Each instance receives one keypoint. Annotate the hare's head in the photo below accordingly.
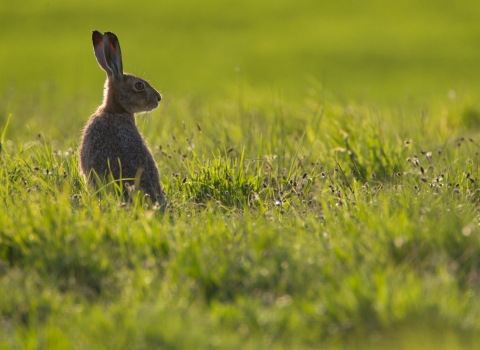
(122, 91)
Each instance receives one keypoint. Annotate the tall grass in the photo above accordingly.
(320, 161)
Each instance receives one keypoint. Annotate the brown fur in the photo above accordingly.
(111, 142)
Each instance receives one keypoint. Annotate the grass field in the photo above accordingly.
(321, 161)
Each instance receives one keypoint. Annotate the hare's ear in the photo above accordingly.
(97, 39)
(113, 55)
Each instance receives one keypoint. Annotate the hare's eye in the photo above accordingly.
(139, 85)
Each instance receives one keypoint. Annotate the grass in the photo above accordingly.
(324, 218)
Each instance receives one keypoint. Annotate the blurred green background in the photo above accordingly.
(374, 50)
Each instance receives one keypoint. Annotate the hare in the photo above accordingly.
(111, 142)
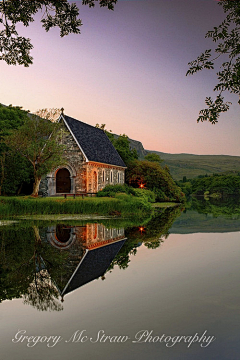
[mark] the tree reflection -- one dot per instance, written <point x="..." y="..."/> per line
<point x="42" y="293"/>
<point x="152" y="234"/>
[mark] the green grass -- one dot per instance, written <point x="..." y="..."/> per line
<point x="129" y="206"/>
<point x="164" y="204"/>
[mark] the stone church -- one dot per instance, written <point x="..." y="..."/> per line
<point x="92" y="162"/>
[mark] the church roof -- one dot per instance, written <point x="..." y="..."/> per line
<point x="94" y="142"/>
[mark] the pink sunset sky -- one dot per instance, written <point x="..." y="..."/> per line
<point x="127" y="70"/>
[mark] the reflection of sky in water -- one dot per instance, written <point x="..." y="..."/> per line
<point x="188" y="285"/>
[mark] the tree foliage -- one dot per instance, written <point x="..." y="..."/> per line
<point x="153" y="177"/>
<point x="14" y="170"/>
<point x="15" y="49"/>
<point x="227" y="39"/>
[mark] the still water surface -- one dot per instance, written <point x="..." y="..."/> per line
<point x="133" y="292"/>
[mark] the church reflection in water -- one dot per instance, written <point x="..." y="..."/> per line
<point x="91" y="249"/>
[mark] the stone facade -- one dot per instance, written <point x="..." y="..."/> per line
<point x="85" y="176"/>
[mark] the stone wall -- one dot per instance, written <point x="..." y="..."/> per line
<point x="85" y="176"/>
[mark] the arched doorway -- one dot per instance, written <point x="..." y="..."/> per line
<point x="63" y="233"/>
<point x="95" y="187"/>
<point x="63" y="181"/>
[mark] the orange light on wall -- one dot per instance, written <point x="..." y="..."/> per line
<point x="141" y="229"/>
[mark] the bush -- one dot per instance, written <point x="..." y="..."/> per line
<point x="112" y="190"/>
<point x="147" y="195"/>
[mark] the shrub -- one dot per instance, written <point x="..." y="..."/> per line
<point x="112" y="190"/>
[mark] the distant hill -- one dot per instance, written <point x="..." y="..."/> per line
<point x="191" y="165"/>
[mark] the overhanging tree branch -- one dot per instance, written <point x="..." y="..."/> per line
<point x="227" y="37"/>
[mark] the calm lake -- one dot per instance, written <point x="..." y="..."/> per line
<point x="166" y="288"/>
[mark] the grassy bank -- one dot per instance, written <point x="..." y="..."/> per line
<point x="129" y="206"/>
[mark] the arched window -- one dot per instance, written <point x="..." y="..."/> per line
<point x="95" y="182"/>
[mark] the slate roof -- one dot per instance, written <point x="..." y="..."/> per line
<point x="94" y="143"/>
<point x="93" y="265"/>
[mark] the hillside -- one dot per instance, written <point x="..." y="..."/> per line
<point x="191" y="165"/>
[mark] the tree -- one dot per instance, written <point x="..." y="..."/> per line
<point x="153" y="177"/>
<point x="227" y="39"/>
<point x="11" y="118"/>
<point x="38" y="140"/>
<point x="153" y="157"/>
<point x="15" y="49"/>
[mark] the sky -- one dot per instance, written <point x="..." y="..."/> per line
<point x="127" y="69"/>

________________________

• [What this task involves]: Every entry should be repeated verbatim, with the pictures left out.

• [Written response]:
Each instance receives one keypoint. Annotate the hare's head in the photo below accordingly.
(122, 91)
Each instance receives one keypoint. Annotate the tall grass in the photo above accordingly.
(320, 161)
Each instance receives one keypoint. Annotate the brown fur in the photo above accordingly.
(111, 142)
Each instance receives one keypoint. Annotate the grass field in the photo above accordingly.
(321, 161)
Each instance receives one keypoint. Annotate the hare's ear in the photo above accordingly.
(97, 39)
(113, 55)
Each instance receives one keypoint. Annotate the hare's eye in the photo above accordingly.
(139, 85)
Each instance receives one keypoint. Annotate the grass in the photo above accordingly.
(324, 218)
Each instance receives one keypoint. Annotate the blurred green background in the photo above accordingly.
(374, 50)
Each instance receives one keypoint. Annotate the hare in the photo above accordingly.
(111, 142)
[mark] the tree reflection -- one dot per instance, written <point x="..." y="..."/> per line
<point x="42" y="293"/>
<point x="152" y="234"/>
[mark] the green grass -- one dot per instance, written <point x="..." y="..."/> per line
<point x="129" y="206"/>
<point x="164" y="204"/>
[mark] the stone church -- one dot per instance, written <point x="..." y="..."/> per line
<point x="92" y="162"/>
[mark] the church roof -- one dot per instance, written <point x="..." y="..."/> per line
<point x="94" y="142"/>
[mark] the pink sunset sky -- one dot per instance, written <point x="..." y="..."/> per line
<point x="127" y="70"/>
[mark] the reflection of sky in water -- one dot per instance, written <point x="..." y="..."/> per line
<point x="188" y="285"/>
[mark] the tree foliage -- one dot per instance, written <point x="..." y="..."/> per line
<point x="153" y="177"/>
<point x="14" y="170"/>
<point x="15" y="49"/>
<point x="227" y="39"/>
[mark] the still water surface -- one dot per instance, written <point x="..." y="..."/> per line
<point x="133" y="292"/>
[mark] the church reflection in water -- one dot per instance, written <point x="..." y="..."/> per line
<point x="91" y="249"/>
[mark] the stone facade -- one dot per instance, written <point x="..." y="..."/> per line
<point x="85" y="176"/>
[mark] the stone wall -- one dot per instance, written <point x="..." y="..."/> per line
<point x="85" y="176"/>
[mark] the arched doorway -- one dot per instance, written <point x="..." y="..."/> per line
<point x="63" y="233"/>
<point x="95" y="187"/>
<point x="63" y="181"/>
[mark] the orange light on wall -- one dot per instance, written <point x="..." y="..."/> per line
<point x="141" y="229"/>
[mark] the bush -- one dot per instance, written <point x="..." y="..."/> per line
<point x="112" y="190"/>
<point x="147" y="195"/>
[mark] the shrub -- one dot per instance, written <point x="..." y="..."/> per line
<point x="112" y="190"/>
[mark] the distant hill -- one dot per instance, written <point x="..." y="..."/> per line
<point x="191" y="165"/>
[mark] the overhanging tree branch -- one dot per instance, written <point x="..." y="..."/> per line
<point x="227" y="37"/>
[mark] the calm lake -- one dot per instance, written <point x="..." y="..."/> per line
<point x="166" y="288"/>
[mark] the grassy bank -- one dot per instance, written <point x="..." y="..."/> per line
<point x="129" y="206"/>
[mark] the arched window -- one dot per instance, written <point x="..." y="..."/> per line
<point x="95" y="182"/>
[mark] the slate roof -- one dot per instance, written <point x="..." y="..."/> per line
<point x="94" y="143"/>
<point x="93" y="265"/>
[mark] the hillside -- one dot per instance, written <point x="..." y="..."/> per line
<point x="191" y="165"/>
[mark] the tree -- one dot per instance, written <point x="..." y="..."/> per line
<point x="153" y="177"/>
<point x="227" y="39"/>
<point x="11" y="118"/>
<point x="38" y="140"/>
<point x="153" y="157"/>
<point x="15" y="49"/>
[mark] the sky -- one dot per instance, written <point x="..." y="..."/> per line
<point x="127" y="69"/>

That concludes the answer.